*Given problem*: In the article on Washington below, rewrite the passage that begins at the words "By D’Vera Cohn" and stops after "this along.- Russ)", replacing "Staff Writer" with "Staff Reporter".

Washington has an enviable niche in the competition among cities for money and talent. It will never go out of business.

By D’Vera Cohn
Washington Post Staff Writer

(Thanks to Greg Manter- Director, Eastern Shore of Virginia Economic Development Commission for passing this along.- Russ)

While most cities have to scratch and scheme to attract out-of-town talent, the nation’s capital is among a handful of magnet cities that many brainy young people feel they simply must experience. They come to D.C. to play a role in public policy creation and its implementation, the way they go to New York for the finance industry or the arts, or to Los Angeles for moviemaking.

The giant federal job bank ensures that Washington will not go the way of such cities as Baltimore, whose employment base crumbled when major industries left or declined. And much of the capital’s good life — the modern transit system, acres of green space and renowned museums — is heavily subsidized by Uncle Sam.

"It is one of the few central cities in the United States that is economically necessary," said Edward W. Hill, a professor at Cleveland State University’s Levin College of Urban Affairs. "In Youngstown, Ohio, the economy could move to the exit ramps. Who cares? In D.C., New York, possibly Chicago, it’s in the national interest to keep it alive."

*Information supplied*:
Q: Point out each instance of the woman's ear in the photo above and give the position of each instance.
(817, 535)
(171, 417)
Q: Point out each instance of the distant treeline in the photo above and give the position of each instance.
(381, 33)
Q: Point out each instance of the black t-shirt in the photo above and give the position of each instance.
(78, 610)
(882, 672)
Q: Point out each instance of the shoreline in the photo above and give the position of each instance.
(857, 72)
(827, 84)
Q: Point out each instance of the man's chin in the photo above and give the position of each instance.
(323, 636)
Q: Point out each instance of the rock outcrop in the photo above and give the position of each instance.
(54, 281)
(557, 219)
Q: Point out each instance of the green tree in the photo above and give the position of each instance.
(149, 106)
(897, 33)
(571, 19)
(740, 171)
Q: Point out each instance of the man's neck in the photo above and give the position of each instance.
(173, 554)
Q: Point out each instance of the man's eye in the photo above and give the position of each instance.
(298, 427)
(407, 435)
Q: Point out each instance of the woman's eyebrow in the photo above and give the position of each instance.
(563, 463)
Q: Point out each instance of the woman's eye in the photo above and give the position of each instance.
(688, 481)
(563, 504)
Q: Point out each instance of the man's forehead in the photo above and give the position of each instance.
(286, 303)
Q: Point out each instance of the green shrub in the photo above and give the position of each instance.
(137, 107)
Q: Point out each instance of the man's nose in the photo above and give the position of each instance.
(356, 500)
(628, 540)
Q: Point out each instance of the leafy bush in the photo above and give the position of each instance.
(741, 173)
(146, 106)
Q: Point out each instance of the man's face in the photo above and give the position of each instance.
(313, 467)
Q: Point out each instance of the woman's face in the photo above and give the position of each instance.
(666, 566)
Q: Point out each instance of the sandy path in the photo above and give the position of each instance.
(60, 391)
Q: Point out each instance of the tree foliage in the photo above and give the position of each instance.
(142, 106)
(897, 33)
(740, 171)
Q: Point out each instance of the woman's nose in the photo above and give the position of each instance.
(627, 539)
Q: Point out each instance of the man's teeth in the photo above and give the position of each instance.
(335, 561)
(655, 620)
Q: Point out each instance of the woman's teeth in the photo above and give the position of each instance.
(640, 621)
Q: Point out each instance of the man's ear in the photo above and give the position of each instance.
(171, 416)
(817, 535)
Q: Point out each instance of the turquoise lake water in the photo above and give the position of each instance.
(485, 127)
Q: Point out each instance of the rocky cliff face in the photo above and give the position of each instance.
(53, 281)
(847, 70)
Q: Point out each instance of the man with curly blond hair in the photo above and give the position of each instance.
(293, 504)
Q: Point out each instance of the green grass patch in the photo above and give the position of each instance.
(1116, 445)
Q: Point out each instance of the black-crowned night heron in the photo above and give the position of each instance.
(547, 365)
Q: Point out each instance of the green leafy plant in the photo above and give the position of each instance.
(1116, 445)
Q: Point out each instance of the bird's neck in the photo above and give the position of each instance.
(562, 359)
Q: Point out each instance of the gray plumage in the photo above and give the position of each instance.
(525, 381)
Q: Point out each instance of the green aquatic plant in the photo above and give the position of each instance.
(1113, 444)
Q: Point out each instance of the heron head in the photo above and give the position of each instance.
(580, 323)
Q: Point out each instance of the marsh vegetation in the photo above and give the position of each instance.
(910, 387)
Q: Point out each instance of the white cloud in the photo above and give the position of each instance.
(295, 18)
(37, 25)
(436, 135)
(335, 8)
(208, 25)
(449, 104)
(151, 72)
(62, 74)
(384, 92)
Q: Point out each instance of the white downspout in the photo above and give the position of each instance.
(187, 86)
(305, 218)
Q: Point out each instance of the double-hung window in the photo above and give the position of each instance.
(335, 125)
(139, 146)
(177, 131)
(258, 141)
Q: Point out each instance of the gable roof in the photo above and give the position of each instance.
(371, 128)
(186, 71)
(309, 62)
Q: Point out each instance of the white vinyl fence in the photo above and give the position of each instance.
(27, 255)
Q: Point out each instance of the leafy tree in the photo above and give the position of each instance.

==

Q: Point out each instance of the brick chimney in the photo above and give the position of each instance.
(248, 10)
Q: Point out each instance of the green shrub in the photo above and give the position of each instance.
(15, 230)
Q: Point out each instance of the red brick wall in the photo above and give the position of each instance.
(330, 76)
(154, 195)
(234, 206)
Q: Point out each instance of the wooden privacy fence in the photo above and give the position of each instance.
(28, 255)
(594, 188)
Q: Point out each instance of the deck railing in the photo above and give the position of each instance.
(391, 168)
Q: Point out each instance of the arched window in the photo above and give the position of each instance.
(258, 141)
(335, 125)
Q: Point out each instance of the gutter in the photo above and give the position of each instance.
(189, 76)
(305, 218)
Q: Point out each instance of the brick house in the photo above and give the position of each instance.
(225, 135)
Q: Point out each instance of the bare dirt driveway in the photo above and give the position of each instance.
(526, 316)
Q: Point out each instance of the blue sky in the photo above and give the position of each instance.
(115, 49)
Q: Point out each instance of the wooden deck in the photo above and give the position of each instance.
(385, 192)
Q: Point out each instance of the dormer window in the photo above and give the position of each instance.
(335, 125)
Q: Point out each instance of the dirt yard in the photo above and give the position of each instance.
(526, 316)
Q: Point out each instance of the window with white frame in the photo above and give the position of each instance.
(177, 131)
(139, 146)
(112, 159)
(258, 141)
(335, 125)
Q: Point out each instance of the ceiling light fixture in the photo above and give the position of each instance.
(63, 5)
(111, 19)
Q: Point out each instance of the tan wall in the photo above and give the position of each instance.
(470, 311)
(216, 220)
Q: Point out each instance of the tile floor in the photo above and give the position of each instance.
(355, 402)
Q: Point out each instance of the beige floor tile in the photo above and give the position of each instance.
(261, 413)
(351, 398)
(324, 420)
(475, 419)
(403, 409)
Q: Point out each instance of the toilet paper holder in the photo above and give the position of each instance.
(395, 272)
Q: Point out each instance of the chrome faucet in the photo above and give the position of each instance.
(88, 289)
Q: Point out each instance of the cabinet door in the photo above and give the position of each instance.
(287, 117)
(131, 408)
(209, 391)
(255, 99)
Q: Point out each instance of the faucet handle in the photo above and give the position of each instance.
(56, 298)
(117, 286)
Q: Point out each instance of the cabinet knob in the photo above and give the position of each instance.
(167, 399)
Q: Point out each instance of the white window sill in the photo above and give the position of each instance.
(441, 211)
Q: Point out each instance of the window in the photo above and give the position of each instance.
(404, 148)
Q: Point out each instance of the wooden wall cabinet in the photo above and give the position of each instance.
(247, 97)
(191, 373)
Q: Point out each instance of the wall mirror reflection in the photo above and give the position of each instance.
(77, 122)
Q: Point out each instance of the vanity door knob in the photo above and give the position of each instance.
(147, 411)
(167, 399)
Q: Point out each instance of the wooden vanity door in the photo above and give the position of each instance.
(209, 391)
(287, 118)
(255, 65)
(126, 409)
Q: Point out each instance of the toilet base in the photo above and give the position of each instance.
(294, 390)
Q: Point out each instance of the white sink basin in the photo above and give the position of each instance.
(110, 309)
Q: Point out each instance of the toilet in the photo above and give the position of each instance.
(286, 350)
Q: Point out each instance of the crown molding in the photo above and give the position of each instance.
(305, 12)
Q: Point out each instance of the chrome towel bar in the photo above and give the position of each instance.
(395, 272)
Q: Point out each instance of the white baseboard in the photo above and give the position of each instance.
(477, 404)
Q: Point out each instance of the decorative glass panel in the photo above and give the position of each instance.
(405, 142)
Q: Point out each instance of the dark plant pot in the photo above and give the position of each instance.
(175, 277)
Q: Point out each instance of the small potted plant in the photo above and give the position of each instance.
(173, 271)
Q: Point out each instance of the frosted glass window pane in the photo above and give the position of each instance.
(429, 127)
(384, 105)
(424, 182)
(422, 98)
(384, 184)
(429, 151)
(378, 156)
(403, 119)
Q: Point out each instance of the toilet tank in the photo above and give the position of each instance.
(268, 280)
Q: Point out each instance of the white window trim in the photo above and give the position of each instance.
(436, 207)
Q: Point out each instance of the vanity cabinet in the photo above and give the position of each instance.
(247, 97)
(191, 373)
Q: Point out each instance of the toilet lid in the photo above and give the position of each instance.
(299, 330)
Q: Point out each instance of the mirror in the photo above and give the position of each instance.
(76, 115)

*Output of the task*:
By D’Vera Cohn
Washington Post Staff Reporter

(Thanks to Greg Manter- Director, Eastern Shore of Virginia Economic Development Commission for passing this along.- Russ)